Records for this task -
================
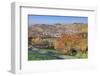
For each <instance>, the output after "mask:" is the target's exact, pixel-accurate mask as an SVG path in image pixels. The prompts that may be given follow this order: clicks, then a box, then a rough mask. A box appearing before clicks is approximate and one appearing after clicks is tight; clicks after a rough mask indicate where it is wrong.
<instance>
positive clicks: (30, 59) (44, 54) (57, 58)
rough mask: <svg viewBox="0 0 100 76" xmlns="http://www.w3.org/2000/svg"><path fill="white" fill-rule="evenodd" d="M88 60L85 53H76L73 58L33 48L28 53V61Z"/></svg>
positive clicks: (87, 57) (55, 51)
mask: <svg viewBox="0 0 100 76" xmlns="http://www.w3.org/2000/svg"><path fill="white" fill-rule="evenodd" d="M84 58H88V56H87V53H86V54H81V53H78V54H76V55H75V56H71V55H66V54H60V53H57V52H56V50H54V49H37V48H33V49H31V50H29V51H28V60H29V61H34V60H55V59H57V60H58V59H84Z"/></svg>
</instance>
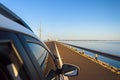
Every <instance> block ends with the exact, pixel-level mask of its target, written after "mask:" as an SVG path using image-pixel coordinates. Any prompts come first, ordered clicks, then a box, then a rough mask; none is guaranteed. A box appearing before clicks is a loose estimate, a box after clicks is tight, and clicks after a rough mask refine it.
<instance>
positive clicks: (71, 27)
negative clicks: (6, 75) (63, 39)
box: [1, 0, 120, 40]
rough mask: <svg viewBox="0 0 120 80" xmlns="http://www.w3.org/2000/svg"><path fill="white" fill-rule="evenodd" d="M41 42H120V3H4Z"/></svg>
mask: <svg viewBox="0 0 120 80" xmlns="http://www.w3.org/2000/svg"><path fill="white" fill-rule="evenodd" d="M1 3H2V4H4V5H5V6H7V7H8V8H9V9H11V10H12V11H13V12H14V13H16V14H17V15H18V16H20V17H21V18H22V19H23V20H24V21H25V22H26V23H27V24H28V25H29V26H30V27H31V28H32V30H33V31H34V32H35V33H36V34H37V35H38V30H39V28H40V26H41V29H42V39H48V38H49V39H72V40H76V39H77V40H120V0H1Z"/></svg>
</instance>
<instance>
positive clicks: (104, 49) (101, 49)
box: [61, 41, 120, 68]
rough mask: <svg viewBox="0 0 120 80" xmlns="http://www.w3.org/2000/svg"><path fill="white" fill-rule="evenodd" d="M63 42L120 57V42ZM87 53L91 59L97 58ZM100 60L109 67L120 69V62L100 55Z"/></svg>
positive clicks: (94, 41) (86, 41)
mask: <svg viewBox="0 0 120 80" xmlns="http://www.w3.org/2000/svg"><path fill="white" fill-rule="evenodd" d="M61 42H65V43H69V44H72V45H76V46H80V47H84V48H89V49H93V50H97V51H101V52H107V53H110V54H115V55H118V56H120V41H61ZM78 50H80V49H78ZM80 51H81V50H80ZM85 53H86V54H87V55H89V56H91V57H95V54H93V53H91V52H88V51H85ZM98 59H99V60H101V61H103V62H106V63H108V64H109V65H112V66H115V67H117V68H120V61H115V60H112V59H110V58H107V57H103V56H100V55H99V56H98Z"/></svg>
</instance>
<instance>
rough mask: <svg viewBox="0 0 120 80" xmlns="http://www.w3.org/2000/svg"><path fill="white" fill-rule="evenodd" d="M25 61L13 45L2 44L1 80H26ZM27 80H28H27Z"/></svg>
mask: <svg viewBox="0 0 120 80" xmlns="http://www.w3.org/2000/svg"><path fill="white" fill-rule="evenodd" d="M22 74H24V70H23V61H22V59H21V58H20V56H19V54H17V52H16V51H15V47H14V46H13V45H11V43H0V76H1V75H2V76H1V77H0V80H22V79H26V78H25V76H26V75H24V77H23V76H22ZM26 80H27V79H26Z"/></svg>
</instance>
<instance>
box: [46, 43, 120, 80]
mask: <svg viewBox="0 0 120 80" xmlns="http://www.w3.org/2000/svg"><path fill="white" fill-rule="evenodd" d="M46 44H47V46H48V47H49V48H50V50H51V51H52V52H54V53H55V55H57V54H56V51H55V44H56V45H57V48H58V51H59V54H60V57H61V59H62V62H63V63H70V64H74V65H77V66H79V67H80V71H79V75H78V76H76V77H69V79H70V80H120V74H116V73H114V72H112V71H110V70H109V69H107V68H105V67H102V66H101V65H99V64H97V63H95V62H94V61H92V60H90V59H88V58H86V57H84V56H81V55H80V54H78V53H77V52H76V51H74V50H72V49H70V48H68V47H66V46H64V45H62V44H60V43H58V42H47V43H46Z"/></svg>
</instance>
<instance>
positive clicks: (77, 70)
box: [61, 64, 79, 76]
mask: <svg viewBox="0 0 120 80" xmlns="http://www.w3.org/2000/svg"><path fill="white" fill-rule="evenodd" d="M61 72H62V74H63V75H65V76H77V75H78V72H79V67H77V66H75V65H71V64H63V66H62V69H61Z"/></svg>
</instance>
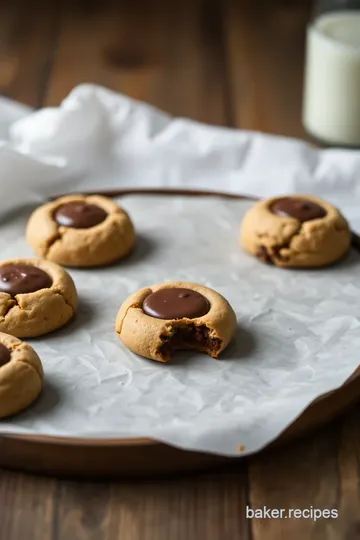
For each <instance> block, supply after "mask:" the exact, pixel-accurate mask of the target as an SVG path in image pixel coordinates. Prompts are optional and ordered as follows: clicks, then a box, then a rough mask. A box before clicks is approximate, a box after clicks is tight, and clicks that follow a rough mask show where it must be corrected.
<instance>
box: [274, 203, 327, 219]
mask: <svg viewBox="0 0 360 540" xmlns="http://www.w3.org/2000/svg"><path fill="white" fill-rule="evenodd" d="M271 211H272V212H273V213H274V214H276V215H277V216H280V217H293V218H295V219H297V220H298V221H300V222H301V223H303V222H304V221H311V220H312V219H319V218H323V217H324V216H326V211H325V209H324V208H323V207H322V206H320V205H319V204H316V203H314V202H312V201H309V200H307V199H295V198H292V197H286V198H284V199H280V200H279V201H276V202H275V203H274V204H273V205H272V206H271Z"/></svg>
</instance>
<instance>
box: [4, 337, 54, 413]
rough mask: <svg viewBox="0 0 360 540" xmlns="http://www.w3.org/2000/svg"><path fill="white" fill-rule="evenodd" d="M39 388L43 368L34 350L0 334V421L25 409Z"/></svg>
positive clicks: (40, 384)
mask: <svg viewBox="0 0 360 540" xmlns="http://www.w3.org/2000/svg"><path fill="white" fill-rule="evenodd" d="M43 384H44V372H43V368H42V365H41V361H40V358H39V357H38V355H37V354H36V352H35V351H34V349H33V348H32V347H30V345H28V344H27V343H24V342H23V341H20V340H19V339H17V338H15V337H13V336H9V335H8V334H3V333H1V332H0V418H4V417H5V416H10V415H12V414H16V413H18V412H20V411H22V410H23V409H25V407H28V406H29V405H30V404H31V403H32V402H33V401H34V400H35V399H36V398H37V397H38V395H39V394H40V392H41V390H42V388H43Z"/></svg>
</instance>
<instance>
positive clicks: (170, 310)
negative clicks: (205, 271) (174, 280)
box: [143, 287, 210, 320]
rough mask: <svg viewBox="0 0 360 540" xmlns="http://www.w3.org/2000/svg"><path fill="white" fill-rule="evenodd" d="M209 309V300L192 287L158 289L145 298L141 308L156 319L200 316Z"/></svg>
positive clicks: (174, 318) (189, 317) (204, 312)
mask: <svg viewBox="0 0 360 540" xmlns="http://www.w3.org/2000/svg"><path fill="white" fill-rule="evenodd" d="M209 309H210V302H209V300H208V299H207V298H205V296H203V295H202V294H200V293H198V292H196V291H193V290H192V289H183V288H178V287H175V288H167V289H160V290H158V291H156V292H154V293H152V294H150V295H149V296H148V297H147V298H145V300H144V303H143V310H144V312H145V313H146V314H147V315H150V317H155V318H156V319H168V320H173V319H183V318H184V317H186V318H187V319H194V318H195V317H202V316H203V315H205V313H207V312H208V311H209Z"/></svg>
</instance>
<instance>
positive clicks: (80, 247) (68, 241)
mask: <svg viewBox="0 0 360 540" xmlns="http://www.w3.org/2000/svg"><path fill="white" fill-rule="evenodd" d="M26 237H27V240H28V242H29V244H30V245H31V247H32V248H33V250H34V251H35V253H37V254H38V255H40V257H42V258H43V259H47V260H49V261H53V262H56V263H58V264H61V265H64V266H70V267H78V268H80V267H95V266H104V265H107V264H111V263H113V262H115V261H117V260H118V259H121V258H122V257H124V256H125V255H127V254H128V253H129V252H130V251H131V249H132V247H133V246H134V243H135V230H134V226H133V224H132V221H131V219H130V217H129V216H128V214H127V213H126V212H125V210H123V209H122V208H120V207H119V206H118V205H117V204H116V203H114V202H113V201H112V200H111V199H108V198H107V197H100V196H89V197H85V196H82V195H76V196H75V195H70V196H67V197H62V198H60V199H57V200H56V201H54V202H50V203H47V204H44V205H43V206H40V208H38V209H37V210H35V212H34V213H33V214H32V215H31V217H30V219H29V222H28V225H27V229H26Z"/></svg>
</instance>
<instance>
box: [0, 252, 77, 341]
================
Work required -
Starting at the beginning of the entries and ending with the line that contains "positive clicks: (30, 59) (44, 54) (57, 58)", output those lines as a JSON list of strings, one string per line, skipping blank lines and leaving out the pictures.

Exercise response -
[
  "For each <instance>, the output after \"mask:\" is the target's exact, pixel-accurate mask as an SVG path in image pixels. The prompts that may be given follow this order: clicks, then a box, then a rough mask. A box appearing before clicks is approximate and one appearing after clicks is tight; clicks after a rough mask indicate where it is wrong.",
  "<instance>",
  "positive clicks: (30, 59) (44, 54) (57, 58)"
]